- _Stated problem_
Retype the lines below word for word, from the line with "Mark every instance of the grass" to the line with "x=422 y=125", both included, and leave the pictures out of your answer.

- _Task input_
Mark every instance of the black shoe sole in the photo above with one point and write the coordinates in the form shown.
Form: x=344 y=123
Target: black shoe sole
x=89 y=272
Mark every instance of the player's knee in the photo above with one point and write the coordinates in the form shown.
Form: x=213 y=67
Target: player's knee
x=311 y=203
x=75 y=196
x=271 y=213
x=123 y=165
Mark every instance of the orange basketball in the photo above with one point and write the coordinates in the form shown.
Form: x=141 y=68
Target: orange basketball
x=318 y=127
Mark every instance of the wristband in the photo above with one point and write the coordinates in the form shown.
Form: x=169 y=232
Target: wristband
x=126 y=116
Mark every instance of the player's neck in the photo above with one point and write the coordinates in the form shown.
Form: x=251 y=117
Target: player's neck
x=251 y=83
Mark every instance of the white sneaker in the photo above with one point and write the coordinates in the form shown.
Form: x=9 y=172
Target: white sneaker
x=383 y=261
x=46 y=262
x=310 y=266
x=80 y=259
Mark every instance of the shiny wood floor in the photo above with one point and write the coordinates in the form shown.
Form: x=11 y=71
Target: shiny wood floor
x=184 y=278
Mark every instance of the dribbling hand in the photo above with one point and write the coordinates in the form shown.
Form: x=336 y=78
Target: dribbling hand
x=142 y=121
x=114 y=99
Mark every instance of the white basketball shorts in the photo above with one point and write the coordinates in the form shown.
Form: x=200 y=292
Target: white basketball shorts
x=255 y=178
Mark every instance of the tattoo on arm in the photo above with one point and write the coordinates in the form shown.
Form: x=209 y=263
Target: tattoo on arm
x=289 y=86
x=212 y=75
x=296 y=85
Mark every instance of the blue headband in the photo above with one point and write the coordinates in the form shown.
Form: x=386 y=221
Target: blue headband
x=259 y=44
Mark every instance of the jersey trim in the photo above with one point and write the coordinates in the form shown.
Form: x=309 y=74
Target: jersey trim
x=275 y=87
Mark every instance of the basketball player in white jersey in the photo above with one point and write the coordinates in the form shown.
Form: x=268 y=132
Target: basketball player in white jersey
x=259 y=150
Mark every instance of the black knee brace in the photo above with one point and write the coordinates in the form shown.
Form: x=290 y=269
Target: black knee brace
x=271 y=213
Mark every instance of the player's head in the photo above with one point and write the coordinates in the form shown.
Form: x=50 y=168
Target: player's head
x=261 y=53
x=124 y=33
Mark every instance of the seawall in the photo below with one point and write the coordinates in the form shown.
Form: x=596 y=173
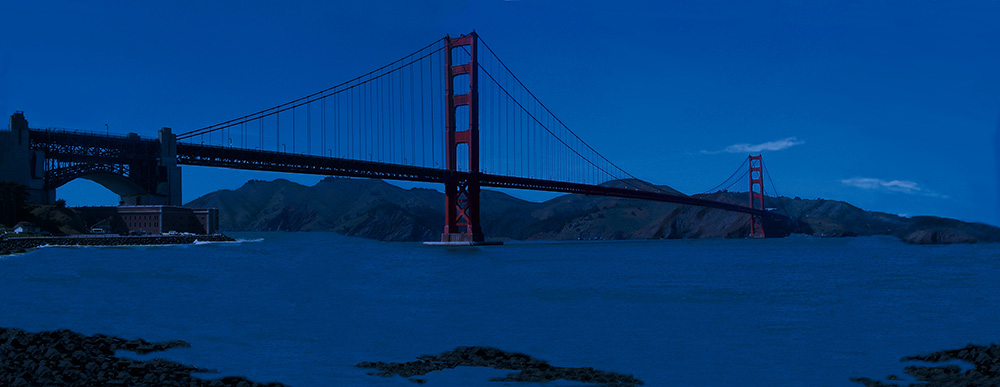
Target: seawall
x=17 y=245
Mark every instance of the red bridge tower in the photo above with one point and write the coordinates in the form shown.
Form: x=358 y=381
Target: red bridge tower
x=462 y=222
x=756 y=195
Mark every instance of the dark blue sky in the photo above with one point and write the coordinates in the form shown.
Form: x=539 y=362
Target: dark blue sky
x=892 y=106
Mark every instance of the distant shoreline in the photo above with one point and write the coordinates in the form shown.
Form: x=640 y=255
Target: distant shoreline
x=19 y=245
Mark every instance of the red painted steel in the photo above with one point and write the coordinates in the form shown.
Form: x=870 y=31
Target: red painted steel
x=756 y=195
x=462 y=222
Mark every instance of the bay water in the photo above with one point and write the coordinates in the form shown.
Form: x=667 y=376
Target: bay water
x=303 y=308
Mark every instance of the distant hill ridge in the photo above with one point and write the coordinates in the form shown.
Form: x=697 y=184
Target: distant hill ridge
x=374 y=209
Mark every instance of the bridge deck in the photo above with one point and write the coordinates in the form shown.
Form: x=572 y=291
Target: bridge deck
x=238 y=158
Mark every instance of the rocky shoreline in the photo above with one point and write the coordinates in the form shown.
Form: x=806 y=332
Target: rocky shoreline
x=531 y=369
x=18 y=245
x=65 y=358
x=983 y=369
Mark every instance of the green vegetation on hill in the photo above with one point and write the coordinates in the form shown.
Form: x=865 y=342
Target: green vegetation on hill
x=375 y=209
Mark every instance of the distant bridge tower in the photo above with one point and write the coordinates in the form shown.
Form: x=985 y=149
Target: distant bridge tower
x=21 y=164
x=462 y=222
x=756 y=195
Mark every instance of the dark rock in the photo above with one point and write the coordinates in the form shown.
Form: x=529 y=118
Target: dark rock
x=531 y=369
x=65 y=358
x=984 y=371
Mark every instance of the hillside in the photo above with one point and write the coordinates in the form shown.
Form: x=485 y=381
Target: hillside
x=378 y=210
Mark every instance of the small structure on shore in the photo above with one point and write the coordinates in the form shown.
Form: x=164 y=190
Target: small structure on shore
x=26 y=228
x=152 y=220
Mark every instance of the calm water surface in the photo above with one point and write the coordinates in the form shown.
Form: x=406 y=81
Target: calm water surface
x=303 y=308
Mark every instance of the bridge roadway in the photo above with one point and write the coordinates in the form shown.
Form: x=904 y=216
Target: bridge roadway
x=86 y=147
x=237 y=158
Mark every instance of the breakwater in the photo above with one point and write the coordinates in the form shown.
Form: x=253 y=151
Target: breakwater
x=18 y=245
x=66 y=358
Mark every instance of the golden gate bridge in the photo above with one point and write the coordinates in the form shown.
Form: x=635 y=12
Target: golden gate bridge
x=451 y=112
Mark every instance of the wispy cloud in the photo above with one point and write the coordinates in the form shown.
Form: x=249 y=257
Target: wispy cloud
x=900 y=186
x=757 y=148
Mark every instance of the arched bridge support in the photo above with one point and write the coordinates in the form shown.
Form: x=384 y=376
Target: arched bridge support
x=140 y=171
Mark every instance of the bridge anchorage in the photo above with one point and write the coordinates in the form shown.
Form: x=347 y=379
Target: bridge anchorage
x=140 y=171
x=450 y=113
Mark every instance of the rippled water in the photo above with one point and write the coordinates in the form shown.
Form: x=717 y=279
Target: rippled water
x=303 y=308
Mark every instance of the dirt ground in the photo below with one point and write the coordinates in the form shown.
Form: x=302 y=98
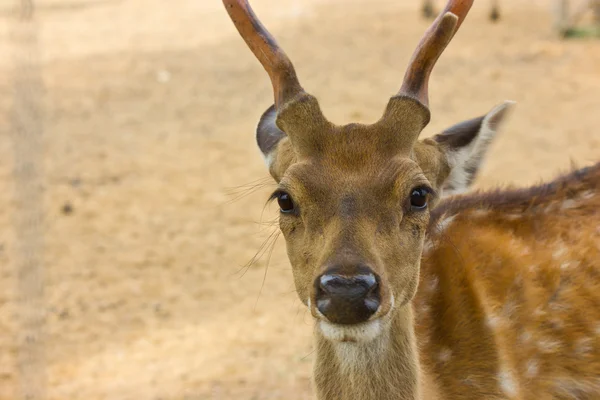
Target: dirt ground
x=154 y=189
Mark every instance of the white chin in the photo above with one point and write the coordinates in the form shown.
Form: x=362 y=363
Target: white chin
x=364 y=332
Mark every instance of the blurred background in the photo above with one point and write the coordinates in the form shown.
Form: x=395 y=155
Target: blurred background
x=132 y=193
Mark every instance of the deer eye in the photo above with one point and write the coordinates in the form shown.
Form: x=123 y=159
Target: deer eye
x=286 y=204
x=418 y=198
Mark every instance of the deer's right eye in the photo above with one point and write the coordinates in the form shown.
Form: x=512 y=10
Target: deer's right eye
x=286 y=204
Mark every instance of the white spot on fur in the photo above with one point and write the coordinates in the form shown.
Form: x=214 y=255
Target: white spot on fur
x=576 y=388
x=513 y=217
x=433 y=284
x=560 y=251
x=568 y=204
x=480 y=213
x=509 y=308
x=268 y=158
x=445 y=223
x=493 y=321
x=364 y=332
x=532 y=267
x=583 y=346
x=588 y=194
x=427 y=246
x=445 y=355
x=507 y=382
x=525 y=337
x=532 y=368
x=549 y=345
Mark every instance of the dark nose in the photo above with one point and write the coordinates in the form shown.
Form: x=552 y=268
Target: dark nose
x=347 y=299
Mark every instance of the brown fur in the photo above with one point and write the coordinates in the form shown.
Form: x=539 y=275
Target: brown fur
x=488 y=296
x=510 y=286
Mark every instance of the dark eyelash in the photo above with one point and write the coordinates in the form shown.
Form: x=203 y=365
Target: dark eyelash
x=274 y=195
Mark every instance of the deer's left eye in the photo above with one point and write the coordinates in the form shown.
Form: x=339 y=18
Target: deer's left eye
x=418 y=199
x=286 y=204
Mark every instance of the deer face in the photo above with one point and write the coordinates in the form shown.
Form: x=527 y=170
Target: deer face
x=354 y=207
x=355 y=199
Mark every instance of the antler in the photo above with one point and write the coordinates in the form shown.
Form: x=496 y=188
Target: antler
x=431 y=47
x=265 y=48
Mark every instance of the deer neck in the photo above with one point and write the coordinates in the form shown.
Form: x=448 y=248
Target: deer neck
x=385 y=368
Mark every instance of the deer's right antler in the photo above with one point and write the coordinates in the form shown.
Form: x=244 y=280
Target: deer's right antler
x=431 y=46
x=265 y=48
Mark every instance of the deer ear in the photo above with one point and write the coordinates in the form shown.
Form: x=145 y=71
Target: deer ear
x=273 y=144
x=465 y=146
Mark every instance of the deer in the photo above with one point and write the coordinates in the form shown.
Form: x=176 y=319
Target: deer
x=420 y=288
x=428 y=10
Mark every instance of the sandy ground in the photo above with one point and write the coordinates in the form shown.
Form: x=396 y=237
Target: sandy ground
x=154 y=190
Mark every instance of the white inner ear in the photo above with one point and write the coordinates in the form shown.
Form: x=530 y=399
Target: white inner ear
x=465 y=162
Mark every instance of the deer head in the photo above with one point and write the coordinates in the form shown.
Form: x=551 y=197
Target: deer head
x=355 y=199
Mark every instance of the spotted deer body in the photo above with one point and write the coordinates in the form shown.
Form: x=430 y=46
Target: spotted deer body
x=418 y=290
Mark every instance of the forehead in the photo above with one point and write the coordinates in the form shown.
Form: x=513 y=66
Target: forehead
x=368 y=174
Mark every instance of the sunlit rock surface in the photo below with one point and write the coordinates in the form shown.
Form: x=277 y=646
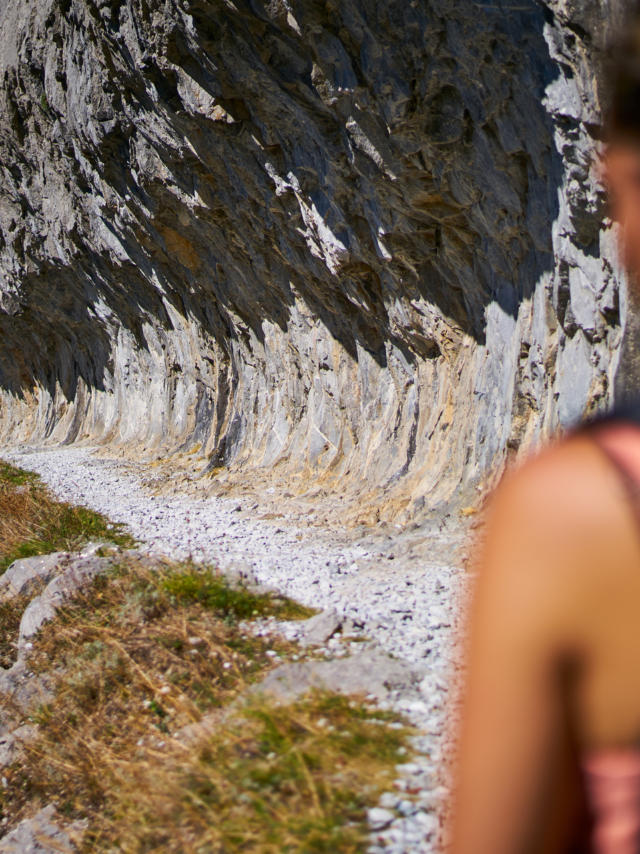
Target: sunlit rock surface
x=351 y=243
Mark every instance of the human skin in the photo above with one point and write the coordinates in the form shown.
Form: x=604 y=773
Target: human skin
x=553 y=646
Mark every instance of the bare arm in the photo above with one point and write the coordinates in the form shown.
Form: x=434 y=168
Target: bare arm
x=544 y=530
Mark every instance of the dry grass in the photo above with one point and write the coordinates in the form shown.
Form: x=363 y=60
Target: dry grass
x=32 y=522
x=137 y=660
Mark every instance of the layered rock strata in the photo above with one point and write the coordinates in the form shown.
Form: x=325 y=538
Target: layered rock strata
x=357 y=243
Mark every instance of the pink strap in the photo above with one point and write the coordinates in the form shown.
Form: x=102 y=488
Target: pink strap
x=612 y=779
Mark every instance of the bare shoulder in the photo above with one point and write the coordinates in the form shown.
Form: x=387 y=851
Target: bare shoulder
x=565 y=511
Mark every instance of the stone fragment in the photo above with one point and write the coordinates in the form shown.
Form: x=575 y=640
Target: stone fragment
x=371 y=672
x=379 y=818
x=43 y=608
x=42 y=834
x=24 y=576
x=321 y=628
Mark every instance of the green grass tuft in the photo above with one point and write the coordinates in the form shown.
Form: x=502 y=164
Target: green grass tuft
x=33 y=522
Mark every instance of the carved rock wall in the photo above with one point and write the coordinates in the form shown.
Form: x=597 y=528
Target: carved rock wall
x=351 y=243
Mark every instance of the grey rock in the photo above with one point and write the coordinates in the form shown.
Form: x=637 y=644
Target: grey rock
x=379 y=818
x=321 y=628
x=42 y=834
x=25 y=575
x=372 y=673
x=43 y=608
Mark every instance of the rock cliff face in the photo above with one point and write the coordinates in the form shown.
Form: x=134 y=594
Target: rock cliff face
x=357 y=242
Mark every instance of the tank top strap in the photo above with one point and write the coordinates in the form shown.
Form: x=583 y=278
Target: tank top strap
x=618 y=437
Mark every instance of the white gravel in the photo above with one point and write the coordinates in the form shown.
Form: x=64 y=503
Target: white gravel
x=408 y=603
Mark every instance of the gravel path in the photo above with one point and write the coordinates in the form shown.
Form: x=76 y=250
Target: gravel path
x=408 y=599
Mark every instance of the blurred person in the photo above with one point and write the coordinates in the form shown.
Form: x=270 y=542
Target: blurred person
x=550 y=744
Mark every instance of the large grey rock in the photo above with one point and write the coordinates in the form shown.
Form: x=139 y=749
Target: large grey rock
x=42 y=834
x=26 y=575
x=43 y=608
x=346 y=240
x=371 y=672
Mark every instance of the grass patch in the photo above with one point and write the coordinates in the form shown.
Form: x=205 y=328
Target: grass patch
x=33 y=522
x=148 y=650
x=212 y=592
x=137 y=664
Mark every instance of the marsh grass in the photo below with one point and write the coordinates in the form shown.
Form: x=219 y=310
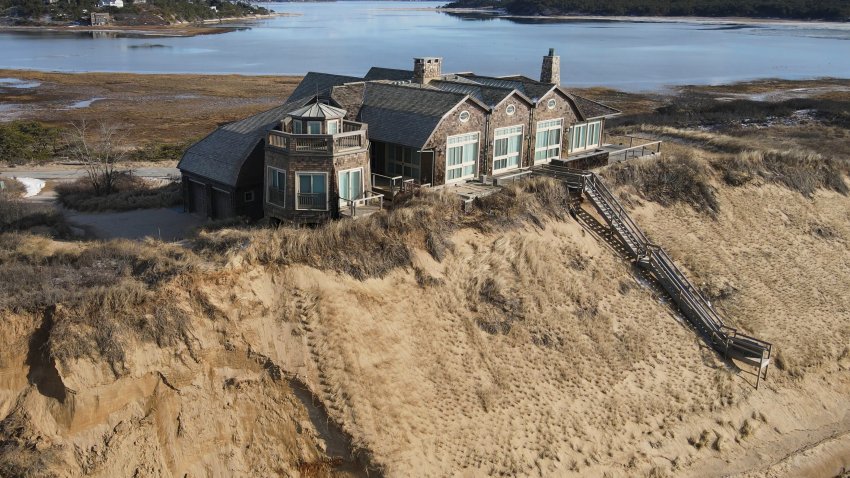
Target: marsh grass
x=131 y=192
x=692 y=109
x=17 y=214
x=33 y=275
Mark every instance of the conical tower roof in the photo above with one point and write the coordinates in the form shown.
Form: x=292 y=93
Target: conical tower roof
x=318 y=110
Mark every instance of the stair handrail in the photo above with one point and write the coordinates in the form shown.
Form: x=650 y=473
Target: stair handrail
x=699 y=311
x=639 y=239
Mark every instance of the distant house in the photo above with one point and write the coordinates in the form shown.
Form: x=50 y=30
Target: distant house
x=337 y=137
x=100 y=19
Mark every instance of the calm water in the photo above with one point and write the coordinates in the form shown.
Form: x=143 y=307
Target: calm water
x=348 y=37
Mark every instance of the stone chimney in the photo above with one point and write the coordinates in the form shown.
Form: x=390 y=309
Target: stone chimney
x=427 y=69
x=551 y=71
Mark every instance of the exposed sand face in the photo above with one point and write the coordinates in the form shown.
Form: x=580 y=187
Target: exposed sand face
x=530 y=353
x=623 y=390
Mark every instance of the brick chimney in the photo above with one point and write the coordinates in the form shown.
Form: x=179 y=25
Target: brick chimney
x=427 y=69
x=551 y=70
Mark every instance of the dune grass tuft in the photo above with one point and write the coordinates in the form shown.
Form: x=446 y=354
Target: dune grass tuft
x=804 y=172
x=667 y=180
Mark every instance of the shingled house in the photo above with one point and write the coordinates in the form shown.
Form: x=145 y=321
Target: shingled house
x=422 y=125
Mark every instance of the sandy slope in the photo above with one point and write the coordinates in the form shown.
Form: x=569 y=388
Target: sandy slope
x=533 y=352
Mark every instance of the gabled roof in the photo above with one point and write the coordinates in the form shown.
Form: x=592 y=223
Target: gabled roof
x=319 y=84
x=530 y=88
x=591 y=109
x=392 y=74
x=318 y=110
x=491 y=96
x=406 y=114
x=221 y=155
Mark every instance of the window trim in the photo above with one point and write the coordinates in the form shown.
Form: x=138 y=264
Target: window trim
x=392 y=160
x=362 y=183
x=477 y=143
x=549 y=147
x=584 y=126
x=335 y=122
x=298 y=189
x=497 y=136
x=268 y=185
x=309 y=123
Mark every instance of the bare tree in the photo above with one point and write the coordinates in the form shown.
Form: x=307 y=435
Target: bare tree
x=99 y=153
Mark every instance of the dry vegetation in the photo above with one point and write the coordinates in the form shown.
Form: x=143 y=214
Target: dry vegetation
x=158 y=111
x=507 y=341
x=380 y=243
x=129 y=192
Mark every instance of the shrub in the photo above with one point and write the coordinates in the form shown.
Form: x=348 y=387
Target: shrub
x=130 y=192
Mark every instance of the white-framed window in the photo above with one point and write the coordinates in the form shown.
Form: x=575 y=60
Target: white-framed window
x=548 y=140
x=507 y=147
x=350 y=185
x=311 y=191
x=585 y=136
x=461 y=156
x=276 y=191
x=402 y=161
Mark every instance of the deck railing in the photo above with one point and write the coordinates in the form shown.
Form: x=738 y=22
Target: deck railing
x=372 y=200
x=352 y=138
x=635 y=151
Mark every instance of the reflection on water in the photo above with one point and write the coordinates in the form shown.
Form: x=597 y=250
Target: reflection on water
x=349 y=37
x=18 y=83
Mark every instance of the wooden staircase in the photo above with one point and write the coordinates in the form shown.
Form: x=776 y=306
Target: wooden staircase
x=694 y=307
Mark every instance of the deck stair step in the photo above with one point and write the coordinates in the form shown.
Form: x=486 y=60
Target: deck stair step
x=694 y=307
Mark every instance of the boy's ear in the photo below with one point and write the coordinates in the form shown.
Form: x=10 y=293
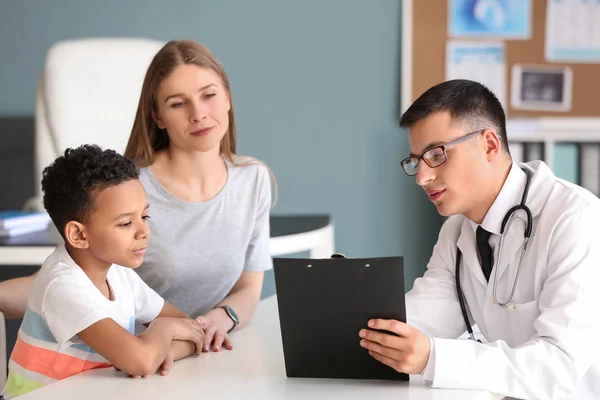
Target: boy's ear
x=76 y=235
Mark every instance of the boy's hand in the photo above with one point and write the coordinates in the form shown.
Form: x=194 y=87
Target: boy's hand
x=184 y=329
x=216 y=324
x=165 y=367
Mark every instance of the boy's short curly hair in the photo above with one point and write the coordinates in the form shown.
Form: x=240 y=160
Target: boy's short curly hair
x=73 y=180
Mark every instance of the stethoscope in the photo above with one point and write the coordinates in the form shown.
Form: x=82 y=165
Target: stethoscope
x=527 y=234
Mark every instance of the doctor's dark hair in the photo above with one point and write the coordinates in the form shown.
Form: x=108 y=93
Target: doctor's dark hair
x=71 y=183
x=470 y=104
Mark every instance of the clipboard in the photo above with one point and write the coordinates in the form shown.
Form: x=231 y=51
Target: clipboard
x=323 y=303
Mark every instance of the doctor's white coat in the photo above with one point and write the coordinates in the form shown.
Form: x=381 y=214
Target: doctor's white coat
x=548 y=347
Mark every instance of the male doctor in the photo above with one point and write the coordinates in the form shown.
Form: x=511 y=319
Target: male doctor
x=541 y=341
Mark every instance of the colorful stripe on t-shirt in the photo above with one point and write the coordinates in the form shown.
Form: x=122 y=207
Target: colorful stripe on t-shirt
x=38 y=360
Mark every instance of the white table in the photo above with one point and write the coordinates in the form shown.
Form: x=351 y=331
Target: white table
x=253 y=369
x=289 y=234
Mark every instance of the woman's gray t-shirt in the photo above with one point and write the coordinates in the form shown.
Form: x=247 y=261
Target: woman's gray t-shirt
x=197 y=251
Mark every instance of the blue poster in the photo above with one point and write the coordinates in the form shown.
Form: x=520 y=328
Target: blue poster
x=490 y=18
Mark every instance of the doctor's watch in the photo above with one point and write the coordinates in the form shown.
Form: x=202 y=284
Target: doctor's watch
x=231 y=314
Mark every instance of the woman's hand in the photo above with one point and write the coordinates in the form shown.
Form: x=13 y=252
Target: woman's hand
x=216 y=324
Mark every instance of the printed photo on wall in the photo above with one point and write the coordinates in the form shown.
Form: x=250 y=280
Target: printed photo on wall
x=538 y=87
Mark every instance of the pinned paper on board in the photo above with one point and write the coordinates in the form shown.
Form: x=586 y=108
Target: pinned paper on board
x=573 y=31
x=483 y=62
x=540 y=87
x=490 y=18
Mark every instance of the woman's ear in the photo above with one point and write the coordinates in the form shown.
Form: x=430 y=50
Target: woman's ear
x=157 y=120
x=76 y=235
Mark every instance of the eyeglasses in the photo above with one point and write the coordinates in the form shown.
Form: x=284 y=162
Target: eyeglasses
x=435 y=156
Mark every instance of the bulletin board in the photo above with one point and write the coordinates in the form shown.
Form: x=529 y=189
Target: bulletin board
x=425 y=35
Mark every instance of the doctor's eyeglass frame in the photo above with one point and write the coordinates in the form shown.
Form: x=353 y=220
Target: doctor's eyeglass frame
x=435 y=156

- _Output below_
Mark every instance of the grass patch in the photo above with one point and write the coordinates in the form shown.
Form: x=205 y=328
Target: grass patch
x=33 y=522
x=148 y=650
x=212 y=592
x=137 y=664
Mark every instance of the marsh grass in the photo below with one point and write the coordinates in the form shown.
Form: x=219 y=310
Target: marsh grass
x=131 y=192
x=692 y=109
x=17 y=214
x=33 y=275
Mark every instance of the conical tower roof in the photo above with one point and write the coordinates in the form shown.
Form: x=292 y=93
Target: conical tower roof
x=318 y=110
Mark every instance of the stair handrail in the photo above with one point and write the coordinates in the form shown.
Form: x=650 y=473
Target: stair handrail
x=699 y=311
x=639 y=239
Mark every instance of the distant house in the photo above with one point and write the coordinates in the form shown.
Form: x=50 y=30
Target: distant house
x=337 y=137
x=100 y=19
Mark every instance of the calm water in the photo above with one point and write the coordinates in the form shown.
Form: x=143 y=307
Target: calm water
x=348 y=37
Mark every instance of the stone chimney in the photo above with one point and write the coordinates in the form shown.
Form: x=390 y=309
Target: stone chimney
x=427 y=69
x=551 y=71
Mark every instance of the exposed sand face in the photo above with one point and write the coordinates in the form shown.
Form: x=580 y=187
Target: exposed sand face
x=530 y=353
x=623 y=390
Mark every instance of the brick chimney in the photo above with one point and write the coordinates in the form shown.
Form: x=179 y=25
Target: brick chimney
x=427 y=69
x=551 y=70
Mark every instance of the dune grass tuft in the photo above with one point and write the coordinates in the form shown.
Form: x=446 y=354
Target: dune grass tuft
x=804 y=172
x=667 y=180
Mark every instance of the shingled house in the photo above with one point and write the coordinates in the form shown.
Form: x=145 y=321
Target: shingled house
x=422 y=125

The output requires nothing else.